■ **Listed entries**
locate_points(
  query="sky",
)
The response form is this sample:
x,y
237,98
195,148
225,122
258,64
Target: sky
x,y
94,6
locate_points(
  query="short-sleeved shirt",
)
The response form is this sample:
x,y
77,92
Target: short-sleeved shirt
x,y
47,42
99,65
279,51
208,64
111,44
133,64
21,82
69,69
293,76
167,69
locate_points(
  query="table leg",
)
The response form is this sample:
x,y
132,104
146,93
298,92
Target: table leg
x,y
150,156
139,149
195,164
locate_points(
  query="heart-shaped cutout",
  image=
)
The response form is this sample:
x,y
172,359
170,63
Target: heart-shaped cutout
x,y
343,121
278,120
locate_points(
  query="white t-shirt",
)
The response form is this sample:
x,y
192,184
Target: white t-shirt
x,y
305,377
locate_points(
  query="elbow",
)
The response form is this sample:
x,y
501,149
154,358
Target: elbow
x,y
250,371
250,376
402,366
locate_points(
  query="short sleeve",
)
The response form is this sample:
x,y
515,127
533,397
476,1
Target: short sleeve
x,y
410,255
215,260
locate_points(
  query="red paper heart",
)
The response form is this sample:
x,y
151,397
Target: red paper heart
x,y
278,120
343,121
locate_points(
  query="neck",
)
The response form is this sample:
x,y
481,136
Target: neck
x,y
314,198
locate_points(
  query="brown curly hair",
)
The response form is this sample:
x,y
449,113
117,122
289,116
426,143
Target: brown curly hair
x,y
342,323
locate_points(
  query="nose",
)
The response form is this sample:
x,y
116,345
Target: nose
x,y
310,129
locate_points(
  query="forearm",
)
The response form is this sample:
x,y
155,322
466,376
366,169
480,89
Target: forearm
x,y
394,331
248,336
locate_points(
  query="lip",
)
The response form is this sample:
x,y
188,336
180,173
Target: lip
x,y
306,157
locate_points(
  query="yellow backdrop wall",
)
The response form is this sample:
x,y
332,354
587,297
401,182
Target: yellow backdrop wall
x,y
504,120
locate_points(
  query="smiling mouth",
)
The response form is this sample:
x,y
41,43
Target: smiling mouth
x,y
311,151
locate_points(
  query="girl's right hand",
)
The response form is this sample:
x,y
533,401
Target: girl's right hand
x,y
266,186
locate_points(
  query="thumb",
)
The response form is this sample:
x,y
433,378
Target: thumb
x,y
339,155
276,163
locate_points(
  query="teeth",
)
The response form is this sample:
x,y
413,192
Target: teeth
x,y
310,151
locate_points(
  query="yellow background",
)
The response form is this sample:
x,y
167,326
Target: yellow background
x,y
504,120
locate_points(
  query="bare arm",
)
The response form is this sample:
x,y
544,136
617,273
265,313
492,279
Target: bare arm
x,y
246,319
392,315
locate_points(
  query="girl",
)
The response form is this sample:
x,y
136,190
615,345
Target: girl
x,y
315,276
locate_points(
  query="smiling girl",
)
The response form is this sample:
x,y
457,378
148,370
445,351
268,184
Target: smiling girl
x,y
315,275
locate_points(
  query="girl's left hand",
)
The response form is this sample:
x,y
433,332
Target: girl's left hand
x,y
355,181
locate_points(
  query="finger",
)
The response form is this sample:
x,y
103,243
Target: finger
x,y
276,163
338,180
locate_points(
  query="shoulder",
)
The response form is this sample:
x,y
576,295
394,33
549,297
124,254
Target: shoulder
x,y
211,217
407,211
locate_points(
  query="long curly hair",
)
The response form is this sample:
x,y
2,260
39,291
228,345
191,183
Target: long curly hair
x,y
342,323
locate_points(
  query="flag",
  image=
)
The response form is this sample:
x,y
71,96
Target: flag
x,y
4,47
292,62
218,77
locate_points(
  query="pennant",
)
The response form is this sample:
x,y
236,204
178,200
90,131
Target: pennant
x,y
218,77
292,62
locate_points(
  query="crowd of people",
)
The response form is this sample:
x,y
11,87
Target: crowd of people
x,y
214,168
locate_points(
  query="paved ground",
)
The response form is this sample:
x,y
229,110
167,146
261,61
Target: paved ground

■ **Try it**
Return every line of the material in which the word "paved" is found.

■ **Response area**
  query="paved ground",
Target: paved ground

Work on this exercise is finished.